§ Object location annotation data
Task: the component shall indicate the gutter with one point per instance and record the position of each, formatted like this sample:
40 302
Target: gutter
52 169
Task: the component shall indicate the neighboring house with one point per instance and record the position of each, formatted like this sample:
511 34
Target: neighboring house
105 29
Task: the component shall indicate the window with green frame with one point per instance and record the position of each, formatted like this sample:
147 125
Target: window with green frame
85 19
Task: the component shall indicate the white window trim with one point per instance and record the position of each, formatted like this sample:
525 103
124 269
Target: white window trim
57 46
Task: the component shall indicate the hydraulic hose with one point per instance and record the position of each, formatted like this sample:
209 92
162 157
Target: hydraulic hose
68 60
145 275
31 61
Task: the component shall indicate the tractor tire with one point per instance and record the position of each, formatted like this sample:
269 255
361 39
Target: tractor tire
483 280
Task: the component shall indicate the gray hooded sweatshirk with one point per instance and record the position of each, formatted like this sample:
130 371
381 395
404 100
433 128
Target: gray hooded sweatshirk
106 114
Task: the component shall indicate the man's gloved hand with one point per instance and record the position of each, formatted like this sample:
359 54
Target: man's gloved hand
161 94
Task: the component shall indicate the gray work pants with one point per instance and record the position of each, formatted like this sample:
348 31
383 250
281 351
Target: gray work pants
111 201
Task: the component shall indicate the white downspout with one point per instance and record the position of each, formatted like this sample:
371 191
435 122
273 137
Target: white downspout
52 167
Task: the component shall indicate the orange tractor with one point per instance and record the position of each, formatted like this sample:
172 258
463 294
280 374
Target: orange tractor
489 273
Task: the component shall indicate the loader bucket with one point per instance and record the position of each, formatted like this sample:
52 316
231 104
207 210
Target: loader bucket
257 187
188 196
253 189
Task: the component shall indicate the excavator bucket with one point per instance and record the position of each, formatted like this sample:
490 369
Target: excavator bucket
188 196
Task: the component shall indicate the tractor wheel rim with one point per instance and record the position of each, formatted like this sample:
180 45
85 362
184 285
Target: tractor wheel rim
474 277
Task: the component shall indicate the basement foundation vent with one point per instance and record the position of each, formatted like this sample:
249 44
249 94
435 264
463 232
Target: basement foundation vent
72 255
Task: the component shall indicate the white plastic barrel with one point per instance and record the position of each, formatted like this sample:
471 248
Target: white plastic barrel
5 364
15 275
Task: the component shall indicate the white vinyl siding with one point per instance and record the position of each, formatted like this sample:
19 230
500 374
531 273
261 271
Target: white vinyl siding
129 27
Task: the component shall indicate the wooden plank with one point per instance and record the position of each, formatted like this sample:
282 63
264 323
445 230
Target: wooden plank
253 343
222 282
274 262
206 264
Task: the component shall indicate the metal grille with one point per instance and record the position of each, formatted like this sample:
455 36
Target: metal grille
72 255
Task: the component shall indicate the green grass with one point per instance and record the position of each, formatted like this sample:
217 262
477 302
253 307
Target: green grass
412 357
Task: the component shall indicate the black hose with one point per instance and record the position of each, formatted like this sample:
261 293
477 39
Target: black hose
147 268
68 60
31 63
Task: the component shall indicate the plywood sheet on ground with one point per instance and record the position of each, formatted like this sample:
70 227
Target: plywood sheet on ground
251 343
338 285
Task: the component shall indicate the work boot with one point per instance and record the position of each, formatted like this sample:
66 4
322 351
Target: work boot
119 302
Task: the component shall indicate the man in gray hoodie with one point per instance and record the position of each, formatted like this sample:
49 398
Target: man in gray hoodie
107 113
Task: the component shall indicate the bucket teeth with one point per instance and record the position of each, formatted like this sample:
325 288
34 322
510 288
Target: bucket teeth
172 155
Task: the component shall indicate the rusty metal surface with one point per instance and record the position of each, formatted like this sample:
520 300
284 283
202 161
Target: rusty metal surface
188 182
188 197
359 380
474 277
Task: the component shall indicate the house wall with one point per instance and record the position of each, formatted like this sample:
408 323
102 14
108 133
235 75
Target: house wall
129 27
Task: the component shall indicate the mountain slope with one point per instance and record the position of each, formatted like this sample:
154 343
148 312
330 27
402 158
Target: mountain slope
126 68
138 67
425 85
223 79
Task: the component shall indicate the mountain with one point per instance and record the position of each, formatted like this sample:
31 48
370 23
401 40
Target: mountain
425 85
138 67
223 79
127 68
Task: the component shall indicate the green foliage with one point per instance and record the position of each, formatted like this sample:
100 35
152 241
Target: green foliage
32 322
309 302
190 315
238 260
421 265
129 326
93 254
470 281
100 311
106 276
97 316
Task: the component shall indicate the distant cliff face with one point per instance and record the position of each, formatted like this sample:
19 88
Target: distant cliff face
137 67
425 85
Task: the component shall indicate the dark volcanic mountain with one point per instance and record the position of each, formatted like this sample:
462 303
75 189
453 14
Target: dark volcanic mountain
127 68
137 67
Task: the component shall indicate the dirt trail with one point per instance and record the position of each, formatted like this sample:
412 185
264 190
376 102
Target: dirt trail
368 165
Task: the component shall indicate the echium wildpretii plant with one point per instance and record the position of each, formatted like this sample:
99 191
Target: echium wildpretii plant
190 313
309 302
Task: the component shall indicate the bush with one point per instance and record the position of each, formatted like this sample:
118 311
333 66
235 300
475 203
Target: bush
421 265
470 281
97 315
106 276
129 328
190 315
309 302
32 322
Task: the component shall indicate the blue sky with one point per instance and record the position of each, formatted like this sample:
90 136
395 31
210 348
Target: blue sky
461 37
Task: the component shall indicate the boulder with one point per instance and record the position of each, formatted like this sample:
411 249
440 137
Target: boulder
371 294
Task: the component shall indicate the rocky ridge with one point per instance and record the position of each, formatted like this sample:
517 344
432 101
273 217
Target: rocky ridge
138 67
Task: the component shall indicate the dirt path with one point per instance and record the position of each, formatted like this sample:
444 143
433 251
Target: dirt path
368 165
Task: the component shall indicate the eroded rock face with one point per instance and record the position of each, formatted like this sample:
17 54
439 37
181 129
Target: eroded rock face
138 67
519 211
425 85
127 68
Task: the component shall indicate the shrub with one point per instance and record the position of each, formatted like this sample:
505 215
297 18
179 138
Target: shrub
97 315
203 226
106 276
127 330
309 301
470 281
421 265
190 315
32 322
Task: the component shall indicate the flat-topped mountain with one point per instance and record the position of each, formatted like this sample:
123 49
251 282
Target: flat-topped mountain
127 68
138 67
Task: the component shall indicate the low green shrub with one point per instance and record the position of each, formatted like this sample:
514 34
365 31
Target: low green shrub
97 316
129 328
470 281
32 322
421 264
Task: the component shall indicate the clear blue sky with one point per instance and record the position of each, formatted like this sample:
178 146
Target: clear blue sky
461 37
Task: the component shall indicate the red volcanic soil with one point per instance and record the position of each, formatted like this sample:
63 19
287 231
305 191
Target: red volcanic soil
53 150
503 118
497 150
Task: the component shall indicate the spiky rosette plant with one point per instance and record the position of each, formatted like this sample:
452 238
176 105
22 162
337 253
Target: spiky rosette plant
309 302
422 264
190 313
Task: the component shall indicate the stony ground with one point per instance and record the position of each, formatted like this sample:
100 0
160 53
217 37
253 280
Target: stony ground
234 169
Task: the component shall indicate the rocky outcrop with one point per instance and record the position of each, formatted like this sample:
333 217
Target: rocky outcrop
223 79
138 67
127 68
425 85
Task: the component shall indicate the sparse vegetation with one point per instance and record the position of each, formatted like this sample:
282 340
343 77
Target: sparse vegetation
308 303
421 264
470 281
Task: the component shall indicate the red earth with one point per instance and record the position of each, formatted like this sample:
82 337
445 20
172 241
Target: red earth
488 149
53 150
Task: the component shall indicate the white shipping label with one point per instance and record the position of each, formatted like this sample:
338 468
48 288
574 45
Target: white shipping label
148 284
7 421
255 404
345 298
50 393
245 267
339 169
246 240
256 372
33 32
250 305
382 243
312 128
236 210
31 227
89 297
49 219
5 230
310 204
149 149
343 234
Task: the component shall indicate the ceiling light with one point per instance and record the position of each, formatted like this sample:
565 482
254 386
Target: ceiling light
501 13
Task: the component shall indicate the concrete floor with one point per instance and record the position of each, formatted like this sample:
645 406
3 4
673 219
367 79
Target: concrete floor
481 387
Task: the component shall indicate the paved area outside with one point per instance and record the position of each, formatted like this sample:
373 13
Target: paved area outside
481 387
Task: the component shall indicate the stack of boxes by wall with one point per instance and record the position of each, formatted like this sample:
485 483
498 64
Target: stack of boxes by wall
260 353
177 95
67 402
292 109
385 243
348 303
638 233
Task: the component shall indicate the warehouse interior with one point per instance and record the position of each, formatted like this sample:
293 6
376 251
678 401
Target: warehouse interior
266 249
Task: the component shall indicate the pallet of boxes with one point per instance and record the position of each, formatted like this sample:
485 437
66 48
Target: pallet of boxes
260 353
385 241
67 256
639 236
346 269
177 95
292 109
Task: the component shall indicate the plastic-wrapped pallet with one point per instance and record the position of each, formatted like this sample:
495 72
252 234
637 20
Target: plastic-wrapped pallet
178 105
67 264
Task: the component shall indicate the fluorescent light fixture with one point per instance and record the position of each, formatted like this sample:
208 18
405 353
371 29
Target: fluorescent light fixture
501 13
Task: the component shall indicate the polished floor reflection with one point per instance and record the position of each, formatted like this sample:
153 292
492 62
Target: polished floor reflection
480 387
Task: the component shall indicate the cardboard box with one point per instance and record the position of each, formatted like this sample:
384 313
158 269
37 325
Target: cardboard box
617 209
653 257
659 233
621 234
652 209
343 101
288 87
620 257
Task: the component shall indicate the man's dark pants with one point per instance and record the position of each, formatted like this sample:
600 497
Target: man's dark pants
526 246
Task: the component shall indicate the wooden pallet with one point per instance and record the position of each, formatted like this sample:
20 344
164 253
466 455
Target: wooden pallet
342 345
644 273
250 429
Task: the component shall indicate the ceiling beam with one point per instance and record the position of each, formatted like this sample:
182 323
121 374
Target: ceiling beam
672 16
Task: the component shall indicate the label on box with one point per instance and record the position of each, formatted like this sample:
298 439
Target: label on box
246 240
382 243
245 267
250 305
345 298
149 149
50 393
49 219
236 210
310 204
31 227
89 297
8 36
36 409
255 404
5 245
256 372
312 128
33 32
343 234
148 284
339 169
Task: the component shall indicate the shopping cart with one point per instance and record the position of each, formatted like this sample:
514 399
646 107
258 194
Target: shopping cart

§ WRITTEN PROBLEM
Return exactly the lines from the line bearing "Task: the component shall indicate the man's dark" to the end of the records, inclusive of both; include no other lines.

§ TASK RESPONSE
Task: the component shall indicate the man's dark pants with one point per instance and record the position of each, formatted like this sample:
600 497
Target: man's dark pants
526 246
Task: the component shall indicate the wooden pallet with one point per instance and record the position of each, formatted like this sample:
20 344
164 253
466 455
Target: wooden pallet
342 345
644 273
250 429
Task: the component shall indicate the ceiling beam with one point per instance and record the position of each, formatted like this sample:
182 323
121 374
Target: ceiling beam
672 16
Task: the component shall indicate the label on box with one point per instance and record the position of each, formatted like this sample:
298 439
Target: label on box
246 240
382 243
245 267
250 305
345 298
149 149
50 393
49 219
236 210
310 204
31 227
89 297
8 36
36 409
255 404
5 245
256 372
312 128
33 32
343 234
148 284
339 169
Task: the component shall indicate the shopping cart with one point per instance and record the position of each, formatted like this sample:
514 399
646 107
258 194
Target: shopping cart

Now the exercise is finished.